## [WHAT THIS TASK INVOLVES]
Write out the entries again, from the start through the line containing "[[557, 440], [127, 456], [335, 322], [130, 458]]", both ends included. Shift every answer point by adding 108 to each of its coordinates, and leave the requests, including their sample point lists, unchanged.

_____

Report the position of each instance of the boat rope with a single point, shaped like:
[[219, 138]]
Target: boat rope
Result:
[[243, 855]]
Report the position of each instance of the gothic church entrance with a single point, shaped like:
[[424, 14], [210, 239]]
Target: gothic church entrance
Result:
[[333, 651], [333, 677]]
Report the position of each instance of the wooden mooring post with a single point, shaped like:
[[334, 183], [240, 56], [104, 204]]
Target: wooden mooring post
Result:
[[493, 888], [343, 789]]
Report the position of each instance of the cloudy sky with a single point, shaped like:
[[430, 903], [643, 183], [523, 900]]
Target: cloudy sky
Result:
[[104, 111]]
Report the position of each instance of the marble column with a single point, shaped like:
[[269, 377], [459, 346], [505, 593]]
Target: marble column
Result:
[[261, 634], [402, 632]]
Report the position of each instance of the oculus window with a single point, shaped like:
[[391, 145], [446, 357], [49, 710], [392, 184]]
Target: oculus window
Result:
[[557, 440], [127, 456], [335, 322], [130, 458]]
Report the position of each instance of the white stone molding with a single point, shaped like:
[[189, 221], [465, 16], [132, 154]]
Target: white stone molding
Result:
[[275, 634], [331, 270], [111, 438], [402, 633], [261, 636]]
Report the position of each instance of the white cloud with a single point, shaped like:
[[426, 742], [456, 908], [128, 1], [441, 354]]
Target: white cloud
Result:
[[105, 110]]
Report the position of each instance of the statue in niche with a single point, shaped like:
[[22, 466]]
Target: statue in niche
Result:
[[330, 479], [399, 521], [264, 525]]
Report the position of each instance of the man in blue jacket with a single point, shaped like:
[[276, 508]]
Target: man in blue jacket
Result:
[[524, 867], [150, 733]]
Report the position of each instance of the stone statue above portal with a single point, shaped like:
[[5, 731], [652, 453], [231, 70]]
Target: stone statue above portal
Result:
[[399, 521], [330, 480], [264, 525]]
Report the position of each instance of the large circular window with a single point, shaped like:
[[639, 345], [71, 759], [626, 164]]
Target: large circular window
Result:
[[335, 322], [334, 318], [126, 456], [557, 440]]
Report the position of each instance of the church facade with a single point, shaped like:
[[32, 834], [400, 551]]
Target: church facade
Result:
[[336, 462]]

_____

## [WRITTEN SOLUTION]
Report the position of each instance of the boat rope with a single point, shaped like:
[[219, 138]]
Target: boat rope
Result:
[[351, 963]]
Report the position of each instance of the gothic church entrance with a single point, shaped like:
[[424, 14], [210, 239]]
Target: gothic church entrance
Result:
[[441, 759], [441, 785]]
Report the position of each instance of the wooden mooring post with a single point, shaped like:
[[334, 183], [240, 56], [104, 204]]
Target: wooden mooring post
Result:
[[601, 996], [451, 897]]
Report the position of each instance of the cloudy sky with a single point, shaped like:
[[430, 903], [643, 183], [523, 900]]
Target: cloudy sky
Result:
[[212, 219]]
Report the position of each instance of the marble column with a single point, shaped like:
[[269, 377], [459, 346], [505, 593]]
Target: marble column
Result:
[[369, 742], [510, 740]]
Report the position of each instance of the oculus window with a single point, shaped like:
[[391, 145], [446, 357], [49, 710], [392, 184]]
Target: oculus window
Result:
[[665, 548], [235, 564], [443, 430], [238, 566]]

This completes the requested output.